▶ WORK REQUEST:
Reproduce every line in the material below that holds "gets".

▶ DATA SUPPLIED:
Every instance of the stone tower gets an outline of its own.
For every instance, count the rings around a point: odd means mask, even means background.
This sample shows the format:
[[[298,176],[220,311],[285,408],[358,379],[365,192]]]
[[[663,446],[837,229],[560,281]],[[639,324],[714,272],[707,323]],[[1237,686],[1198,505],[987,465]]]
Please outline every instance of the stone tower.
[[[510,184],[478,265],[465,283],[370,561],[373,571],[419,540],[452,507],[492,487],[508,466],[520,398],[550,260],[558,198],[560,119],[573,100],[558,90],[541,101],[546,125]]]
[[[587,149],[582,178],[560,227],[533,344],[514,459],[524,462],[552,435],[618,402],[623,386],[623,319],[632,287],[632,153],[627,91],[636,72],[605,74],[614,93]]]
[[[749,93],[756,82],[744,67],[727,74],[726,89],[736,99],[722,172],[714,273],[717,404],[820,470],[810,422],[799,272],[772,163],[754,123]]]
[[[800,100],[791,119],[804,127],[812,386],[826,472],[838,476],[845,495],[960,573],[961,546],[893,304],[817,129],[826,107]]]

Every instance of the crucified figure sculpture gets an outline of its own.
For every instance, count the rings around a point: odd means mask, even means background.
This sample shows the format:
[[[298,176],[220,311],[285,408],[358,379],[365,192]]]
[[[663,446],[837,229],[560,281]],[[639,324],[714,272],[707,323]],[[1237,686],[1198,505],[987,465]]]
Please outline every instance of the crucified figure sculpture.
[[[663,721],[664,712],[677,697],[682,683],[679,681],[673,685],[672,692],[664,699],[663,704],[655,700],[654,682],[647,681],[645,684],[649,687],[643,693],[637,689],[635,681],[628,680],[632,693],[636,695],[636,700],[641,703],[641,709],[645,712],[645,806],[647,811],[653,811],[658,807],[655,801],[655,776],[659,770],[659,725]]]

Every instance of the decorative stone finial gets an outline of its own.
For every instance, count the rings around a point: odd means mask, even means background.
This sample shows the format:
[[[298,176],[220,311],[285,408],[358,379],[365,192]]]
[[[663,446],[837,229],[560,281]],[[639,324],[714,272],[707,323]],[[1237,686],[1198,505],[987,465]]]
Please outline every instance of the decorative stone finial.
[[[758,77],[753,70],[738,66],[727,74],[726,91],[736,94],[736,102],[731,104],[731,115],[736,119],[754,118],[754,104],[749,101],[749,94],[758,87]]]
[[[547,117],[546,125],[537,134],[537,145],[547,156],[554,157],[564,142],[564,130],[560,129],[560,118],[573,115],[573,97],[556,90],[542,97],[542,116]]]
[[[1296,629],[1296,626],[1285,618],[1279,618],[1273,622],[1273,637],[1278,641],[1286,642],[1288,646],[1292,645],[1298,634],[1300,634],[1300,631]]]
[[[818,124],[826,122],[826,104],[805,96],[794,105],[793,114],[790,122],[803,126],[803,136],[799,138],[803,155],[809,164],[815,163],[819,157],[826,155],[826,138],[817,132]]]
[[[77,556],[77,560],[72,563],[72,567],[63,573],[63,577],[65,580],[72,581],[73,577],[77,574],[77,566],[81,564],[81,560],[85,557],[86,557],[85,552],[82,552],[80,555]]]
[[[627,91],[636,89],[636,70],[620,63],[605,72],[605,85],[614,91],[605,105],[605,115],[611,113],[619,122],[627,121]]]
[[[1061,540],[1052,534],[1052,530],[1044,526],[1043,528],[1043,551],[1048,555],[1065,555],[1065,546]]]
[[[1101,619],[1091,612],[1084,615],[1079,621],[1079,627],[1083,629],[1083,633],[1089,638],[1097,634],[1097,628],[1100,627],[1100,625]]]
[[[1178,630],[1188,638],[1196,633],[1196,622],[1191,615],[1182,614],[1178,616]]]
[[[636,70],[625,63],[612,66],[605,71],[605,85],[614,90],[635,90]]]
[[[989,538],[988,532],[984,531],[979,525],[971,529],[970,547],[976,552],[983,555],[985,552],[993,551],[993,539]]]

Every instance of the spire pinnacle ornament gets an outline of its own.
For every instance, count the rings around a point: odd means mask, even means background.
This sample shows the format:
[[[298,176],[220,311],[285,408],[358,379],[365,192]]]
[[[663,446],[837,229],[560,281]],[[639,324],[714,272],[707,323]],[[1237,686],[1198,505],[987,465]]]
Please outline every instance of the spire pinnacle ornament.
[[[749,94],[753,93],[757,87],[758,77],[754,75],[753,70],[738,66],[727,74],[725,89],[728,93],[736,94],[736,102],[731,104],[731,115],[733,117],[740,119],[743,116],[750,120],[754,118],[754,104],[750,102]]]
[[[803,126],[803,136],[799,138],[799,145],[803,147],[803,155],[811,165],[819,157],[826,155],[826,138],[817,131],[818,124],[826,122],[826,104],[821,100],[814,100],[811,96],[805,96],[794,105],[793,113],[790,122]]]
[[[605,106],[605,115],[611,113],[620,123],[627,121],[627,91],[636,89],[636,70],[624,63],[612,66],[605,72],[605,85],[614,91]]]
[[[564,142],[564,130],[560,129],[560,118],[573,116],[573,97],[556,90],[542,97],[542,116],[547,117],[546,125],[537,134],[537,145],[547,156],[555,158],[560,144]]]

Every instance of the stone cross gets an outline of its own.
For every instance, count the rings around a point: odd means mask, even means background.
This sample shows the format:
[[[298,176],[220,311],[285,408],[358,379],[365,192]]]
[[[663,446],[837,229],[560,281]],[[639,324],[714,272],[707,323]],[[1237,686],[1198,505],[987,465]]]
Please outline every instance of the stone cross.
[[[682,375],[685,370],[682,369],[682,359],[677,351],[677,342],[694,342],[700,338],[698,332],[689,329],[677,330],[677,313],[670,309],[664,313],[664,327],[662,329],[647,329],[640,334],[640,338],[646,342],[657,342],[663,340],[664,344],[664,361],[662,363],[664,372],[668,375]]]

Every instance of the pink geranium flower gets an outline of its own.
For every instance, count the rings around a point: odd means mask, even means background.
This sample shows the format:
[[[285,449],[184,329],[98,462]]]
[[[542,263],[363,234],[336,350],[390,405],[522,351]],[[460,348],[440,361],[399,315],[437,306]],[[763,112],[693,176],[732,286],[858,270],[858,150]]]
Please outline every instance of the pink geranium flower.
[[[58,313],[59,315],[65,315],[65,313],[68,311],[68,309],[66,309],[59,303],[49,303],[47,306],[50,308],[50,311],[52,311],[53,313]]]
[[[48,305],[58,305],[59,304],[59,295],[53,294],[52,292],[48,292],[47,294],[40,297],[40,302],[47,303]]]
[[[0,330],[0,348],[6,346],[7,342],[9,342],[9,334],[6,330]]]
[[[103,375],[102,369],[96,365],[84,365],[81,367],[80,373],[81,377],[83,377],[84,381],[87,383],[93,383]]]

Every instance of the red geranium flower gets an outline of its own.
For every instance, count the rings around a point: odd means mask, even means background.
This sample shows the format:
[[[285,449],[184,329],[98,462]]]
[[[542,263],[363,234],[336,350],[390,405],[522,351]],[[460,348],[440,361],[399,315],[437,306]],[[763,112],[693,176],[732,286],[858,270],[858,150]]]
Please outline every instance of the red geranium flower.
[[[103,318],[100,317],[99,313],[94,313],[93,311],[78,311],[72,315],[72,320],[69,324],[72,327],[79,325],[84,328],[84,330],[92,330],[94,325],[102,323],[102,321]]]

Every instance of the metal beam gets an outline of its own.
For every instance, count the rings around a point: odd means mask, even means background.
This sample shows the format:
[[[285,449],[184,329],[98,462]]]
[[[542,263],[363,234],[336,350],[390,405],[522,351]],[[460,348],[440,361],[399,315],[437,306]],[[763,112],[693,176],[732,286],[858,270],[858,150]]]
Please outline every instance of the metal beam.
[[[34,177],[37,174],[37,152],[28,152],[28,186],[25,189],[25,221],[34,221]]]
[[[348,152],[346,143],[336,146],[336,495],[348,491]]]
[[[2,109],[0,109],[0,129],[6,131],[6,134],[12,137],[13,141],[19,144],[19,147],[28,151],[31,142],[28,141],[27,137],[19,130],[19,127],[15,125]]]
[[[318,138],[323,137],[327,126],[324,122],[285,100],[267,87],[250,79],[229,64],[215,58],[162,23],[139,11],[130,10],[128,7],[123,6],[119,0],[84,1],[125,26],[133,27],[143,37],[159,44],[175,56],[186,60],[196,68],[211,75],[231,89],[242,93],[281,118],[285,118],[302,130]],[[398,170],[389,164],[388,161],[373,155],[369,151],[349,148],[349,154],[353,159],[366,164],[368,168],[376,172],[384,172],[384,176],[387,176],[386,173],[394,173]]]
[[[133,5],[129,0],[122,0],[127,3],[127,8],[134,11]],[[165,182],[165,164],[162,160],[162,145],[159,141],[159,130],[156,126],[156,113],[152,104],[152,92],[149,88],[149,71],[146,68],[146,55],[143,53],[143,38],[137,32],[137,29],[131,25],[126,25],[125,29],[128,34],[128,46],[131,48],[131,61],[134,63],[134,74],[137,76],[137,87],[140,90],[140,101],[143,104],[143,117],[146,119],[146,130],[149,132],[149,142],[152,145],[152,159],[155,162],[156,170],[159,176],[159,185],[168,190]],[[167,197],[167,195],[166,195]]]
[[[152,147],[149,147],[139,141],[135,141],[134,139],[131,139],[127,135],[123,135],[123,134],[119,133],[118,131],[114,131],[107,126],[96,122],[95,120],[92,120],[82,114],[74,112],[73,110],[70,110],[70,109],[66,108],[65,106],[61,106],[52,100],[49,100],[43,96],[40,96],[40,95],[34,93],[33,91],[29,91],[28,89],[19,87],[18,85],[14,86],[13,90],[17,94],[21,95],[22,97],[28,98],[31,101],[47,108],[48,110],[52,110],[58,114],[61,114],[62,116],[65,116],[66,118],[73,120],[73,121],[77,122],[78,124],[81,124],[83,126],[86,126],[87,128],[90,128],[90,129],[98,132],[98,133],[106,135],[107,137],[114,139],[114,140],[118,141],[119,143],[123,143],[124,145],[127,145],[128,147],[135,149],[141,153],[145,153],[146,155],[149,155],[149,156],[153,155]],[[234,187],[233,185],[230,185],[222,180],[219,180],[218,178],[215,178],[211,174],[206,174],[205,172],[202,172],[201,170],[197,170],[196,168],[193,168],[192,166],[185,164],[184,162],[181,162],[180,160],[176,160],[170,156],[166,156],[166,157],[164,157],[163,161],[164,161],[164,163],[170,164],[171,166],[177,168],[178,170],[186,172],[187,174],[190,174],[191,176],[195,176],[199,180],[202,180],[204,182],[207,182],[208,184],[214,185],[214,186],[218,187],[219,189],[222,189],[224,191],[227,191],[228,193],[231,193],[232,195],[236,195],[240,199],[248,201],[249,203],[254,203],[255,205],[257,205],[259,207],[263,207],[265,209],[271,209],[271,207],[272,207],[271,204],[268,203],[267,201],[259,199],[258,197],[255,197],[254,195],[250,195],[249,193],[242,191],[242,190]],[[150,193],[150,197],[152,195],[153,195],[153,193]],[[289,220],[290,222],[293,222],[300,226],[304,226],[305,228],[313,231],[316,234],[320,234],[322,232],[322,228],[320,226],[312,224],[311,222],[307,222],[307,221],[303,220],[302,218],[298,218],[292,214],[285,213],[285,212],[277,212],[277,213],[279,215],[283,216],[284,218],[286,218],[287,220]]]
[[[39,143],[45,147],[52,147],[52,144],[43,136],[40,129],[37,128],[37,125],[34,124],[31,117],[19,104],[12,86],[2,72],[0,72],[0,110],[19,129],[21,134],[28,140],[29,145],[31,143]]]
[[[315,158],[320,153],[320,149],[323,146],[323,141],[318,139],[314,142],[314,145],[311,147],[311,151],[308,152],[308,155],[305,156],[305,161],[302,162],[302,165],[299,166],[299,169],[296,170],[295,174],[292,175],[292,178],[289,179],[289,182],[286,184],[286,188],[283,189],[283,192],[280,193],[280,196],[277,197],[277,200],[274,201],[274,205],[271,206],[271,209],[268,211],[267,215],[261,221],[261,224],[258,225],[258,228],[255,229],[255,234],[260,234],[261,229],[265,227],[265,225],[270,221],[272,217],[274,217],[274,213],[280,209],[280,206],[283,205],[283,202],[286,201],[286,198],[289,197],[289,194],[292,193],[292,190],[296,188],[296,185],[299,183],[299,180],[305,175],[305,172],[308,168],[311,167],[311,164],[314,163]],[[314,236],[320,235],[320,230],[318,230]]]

▶ COMPLETED EXERCISE:
Every instance of the stone tower gets an outline of its own.
Every instance of the crucified figure sculpture gets an outline of its own.
Every instance of the decorative stone finial gets an outline of its own.
Every instance of the spire pinnacle ornament gets an outline of its own.
Every instance of the stone cross gets an outline of its own.
Every instance of the pink geranium flower gets an outline of its own.
Every instance of the red geranium flower gets an outline of its own.
Every instance of the metal beam gets an outline of its own.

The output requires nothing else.